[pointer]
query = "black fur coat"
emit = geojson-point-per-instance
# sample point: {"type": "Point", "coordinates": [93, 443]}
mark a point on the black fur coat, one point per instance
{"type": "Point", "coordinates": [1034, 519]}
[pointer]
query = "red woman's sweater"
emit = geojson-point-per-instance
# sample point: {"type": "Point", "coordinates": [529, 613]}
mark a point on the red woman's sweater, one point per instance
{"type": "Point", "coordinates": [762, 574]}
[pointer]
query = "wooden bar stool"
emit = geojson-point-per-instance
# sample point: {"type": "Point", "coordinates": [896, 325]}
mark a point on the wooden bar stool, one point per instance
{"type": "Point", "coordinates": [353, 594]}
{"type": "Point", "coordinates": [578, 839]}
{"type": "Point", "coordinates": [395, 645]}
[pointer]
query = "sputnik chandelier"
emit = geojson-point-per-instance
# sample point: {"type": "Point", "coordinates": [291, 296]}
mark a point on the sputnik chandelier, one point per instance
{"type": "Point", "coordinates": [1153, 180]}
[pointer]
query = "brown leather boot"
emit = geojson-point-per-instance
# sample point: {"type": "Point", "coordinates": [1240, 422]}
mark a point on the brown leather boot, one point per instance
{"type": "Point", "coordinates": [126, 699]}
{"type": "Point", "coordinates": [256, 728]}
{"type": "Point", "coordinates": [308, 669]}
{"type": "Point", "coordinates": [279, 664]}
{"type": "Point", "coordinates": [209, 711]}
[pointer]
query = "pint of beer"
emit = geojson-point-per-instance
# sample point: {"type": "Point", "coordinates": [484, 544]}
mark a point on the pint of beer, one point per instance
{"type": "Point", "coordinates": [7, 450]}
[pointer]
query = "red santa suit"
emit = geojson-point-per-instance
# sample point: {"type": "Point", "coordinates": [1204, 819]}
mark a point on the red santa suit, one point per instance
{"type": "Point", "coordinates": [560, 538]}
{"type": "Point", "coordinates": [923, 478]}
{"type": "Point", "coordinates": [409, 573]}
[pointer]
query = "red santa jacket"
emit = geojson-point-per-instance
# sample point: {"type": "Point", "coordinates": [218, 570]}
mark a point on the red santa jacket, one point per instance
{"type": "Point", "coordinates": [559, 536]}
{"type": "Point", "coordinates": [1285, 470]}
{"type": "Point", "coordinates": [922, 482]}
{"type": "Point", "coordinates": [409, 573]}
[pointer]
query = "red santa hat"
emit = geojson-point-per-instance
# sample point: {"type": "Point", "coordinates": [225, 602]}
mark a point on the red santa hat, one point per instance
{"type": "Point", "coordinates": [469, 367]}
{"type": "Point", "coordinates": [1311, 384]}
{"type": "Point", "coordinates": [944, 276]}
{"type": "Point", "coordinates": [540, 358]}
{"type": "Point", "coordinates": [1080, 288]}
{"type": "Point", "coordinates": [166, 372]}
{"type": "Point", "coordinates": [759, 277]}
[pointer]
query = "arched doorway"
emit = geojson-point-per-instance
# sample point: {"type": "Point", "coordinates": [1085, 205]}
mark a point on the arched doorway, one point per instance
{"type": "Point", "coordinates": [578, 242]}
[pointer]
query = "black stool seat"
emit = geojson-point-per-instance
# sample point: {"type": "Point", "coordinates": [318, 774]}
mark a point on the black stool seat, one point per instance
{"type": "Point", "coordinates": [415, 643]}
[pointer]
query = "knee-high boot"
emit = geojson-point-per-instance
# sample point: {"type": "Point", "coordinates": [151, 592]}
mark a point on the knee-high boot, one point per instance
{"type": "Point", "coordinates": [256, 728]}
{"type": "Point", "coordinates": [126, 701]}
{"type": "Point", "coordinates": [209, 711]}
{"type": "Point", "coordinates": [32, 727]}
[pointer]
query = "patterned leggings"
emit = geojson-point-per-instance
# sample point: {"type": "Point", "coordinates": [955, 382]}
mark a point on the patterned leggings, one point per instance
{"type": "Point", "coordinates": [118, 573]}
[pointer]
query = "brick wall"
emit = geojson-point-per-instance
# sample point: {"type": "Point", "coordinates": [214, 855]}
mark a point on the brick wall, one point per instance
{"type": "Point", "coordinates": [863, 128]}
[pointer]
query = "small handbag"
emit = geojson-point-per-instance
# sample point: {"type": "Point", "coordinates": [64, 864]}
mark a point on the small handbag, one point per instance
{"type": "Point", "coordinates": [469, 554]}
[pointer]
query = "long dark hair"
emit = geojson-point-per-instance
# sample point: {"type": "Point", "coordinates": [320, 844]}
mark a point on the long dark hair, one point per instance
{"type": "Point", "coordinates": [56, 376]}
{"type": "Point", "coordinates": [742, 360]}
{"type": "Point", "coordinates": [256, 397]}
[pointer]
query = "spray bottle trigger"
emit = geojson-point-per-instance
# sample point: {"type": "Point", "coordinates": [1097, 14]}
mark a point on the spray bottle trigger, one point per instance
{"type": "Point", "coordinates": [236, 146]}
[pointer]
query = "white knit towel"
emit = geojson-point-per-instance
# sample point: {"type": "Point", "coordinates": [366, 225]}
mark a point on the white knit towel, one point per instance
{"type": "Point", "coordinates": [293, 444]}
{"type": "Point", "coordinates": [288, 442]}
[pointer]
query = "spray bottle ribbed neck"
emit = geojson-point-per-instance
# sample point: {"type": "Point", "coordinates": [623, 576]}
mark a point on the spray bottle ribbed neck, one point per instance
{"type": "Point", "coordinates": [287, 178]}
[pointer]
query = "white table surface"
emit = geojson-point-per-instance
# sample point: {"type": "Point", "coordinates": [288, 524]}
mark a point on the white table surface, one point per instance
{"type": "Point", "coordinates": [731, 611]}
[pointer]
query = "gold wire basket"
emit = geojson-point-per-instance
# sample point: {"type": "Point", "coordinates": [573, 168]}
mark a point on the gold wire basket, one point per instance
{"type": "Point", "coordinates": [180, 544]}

* * * * * * * * *

Problem to work on -
All of the data shown above must be copied exactly.

Final result -
[pointer]
query = "black fur coat"
emit = geojson-point-per-instance
# sample point: {"type": "Point", "coordinates": [93, 443]}
mark a point on the black fur coat, one point per instance
{"type": "Point", "coordinates": [1034, 519]}
[pointer]
query = "red woman's sweater"
emit = geojson-point-per-instance
# sample point: {"type": "Point", "coordinates": [529, 613]}
mark a point on the red woman's sweater, one point per instance
{"type": "Point", "coordinates": [762, 574]}
[pointer]
query = "wooden bar stool"
emit = geojson-point-per-instance
# sample point: {"type": "Point", "coordinates": [896, 325]}
mark a point on the wooden bar stool, one point per instance
{"type": "Point", "coordinates": [353, 594]}
{"type": "Point", "coordinates": [578, 839]}
{"type": "Point", "coordinates": [395, 645]}
[pointer]
query = "sputnik chandelier"
emit = geojson-point-per-instance
# sample point: {"type": "Point", "coordinates": [291, 296]}
mark a point on the sputnik chandelier, one point per instance
{"type": "Point", "coordinates": [1153, 180]}
[pointer]
query = "brown leather boot"
emit = geojson-point-per-instance
# sample point: {"type": "Point", "coordinates": [1240, 422]}
mark a point on the brown leather boot, one point per instance
{"type": "Point", "coordinates": [126, 699]}
{"type": "Point", "coordinates": [256, 728]}
{"type": "Point", "coordinates": [308, 669]}
{"type": "Point", "coordinates": [279, 664]}
{"type": "Point", "coordinates": [209, 711]}
[pointer]
query = "pint of beer"
emit = geojson-point-per-instance
# sample point: {"type": "Point", "coordinates": [484, 544]}
mark a point on the pint of beer, one point per instance
{"type": "Point", "coordinates": [7, 450]}
[pointer]
query = "red santa suit"
emit = geojson-point-per-instance
# sample point: {"type": "Point", "coordinates": [1204, 819]}
mark a point on the red santa suit, one point per instance
{"type": "Point", "coordinates": [560, 538]}
{"type": "Point", "coordinates": [923, 478]}
{"type": "Point", "coordinates": [409, 573]}
[pointer]
query = "red santa jacket"
emit = geojson-point-per-instance
# sample point: {"type": "Point", "coordinates": [218, 570]}
mark a point on the red santa jacket, one point per instance
{"type": "Point", "coordinates": [559, 536]}
{"type": "Point", "coordinates": [1285, 470]}
{"type": "Point", "coordinates": [922, 482]}
{"type": "Point", "coordinates": [409, 573]}
[pointer]
query = "red santa hat"
emit = geojson-point-per-instance
# sample point: {"type": "Point", "coordinates": [225, 602]}
mark a point on the red santa hat, one point per instance
{"type": "Point", "coordinates": [469, 367]}
{"type": "Point", "coordinates": [1311, 384]}
{"type": "Point", "coordinates": [944, 276]}
{"type": "Point", "coordinates": [540, 358]}
{"type": "Point", "coordinates": [1080, 288]}
{"type": "Point", "coordinates": [166, 372]}
{"type": "Point", "coordinates": [759, 277]}
[pointer]
query = "arched doorway"
emit = geojson-point-per-instance
# sample point: {"type": "Point", "coordinates": [1085, 205]}
mark a point on the arched doorway, one point per instance
{"type": "Point", "coordinates": [578, 242]}
[pointer]
query = "black stool seat"
emit = geojson-point-per-instance
# sample point: {"type": "Point", "coordinates": [318, 774]}
mark a point on the black stool seat, one point per instance
{"type": "Point", "coordinates": [415, 643]}
[pointer]
query = "knee-high boot"
emit = geojson-point-per-instance
# sample point: {"type": "Point", "coordinates": [151, 592]}
mark a point on the knee-high boot, one point per instance
{"type": "Point", "coordinates": [256, 728]}
{"type": "Point", "coordinates": [126, 701]}
{"type": "Point", "coordinates": [209, 711]}
{"type": "Point", "coordinates": [32, 727]}
[pointer]
query = "patterned leggings"
emit = geojson-point-per-instance
# sample point: {"type": "Point", "coordinates": [955, 382]}
mark a point on the patterned leggings, one point per instance
{"type": "Point", "coordinates": [118, 573]}
[pointer]
query = "brick wall"
emit = geojson-point-per-instance
# sample point: {"type": "Point", "coordinates": [214, 855]}
mark a point on the brick wall, one point per instance
{"type": "Point", "coordinates": [863, 128]}
[pointer]
query = "small handbag"
emit = geojson-point-per-instance
# sample point: {"type": "Point", "coordinates": [64, 864]}
mark a point on the small handbag, one point per instance
{"type": "Point", "coordinates": [469, 554]}
[pointer]
query = "long dark hair"
emit = geojson-point-per-instance
# sample point: {"type": "Point", "coordinates": [320, 844]}
mark a point on the long dark hair, one point per instance
{"type": "Point", "coordinates": [56, 376]}
{"type": "Point", "coordinates": [742, 360]}
{"type": "Point", "coordinates": [256, 397]}
[pointer]
query = "spray bottle trigger"
emit = geojson-point-per-instance
# sample point: {"type": "Point", "coordinates": [1097, 14]}
mark a point on the spray bottle trigger, one point per instance
{"type": "Point", "coordinates": [236, 146]}
[pointer]
query = "white knit towel"
emit = geojson-point-per-instance
# sample point: {"type": "Point", "coordinates": [366, 225]}
mark a point on the white knit towel, one point per instance
{"type": "Point", "coordinates": [293, 444]}
{"type": "Point", "coordinates": [288, 442]}
[pointer]
query = "spray bottle ribbed neck"
emit = geojson-point-per-instance
# sample point: {"type": "Point", "coordinates": [623, 576]}
mark a point on the spray bottle ribbed neck, one point per instance
{"type": "Point", "coordinates": [287, 178]}
[pointer]
query = "white table surface"
emit = geojson-point-per-instance
# sample point: {"type": "Point", "coordinates": [288, 524]}
mark a point on the white table surface, one point per instance
{"type": "Point", "coordinates": [731, 611]}
[pointer]
query = "gold wire basket"
emit = geojson-point-per-instance
# sample point: {"type": "Point", "coordinates": [573, 168]}
mark a point on the gold wire basket, one point per instance
{"type": "Point", "coordinates": [180, 544]}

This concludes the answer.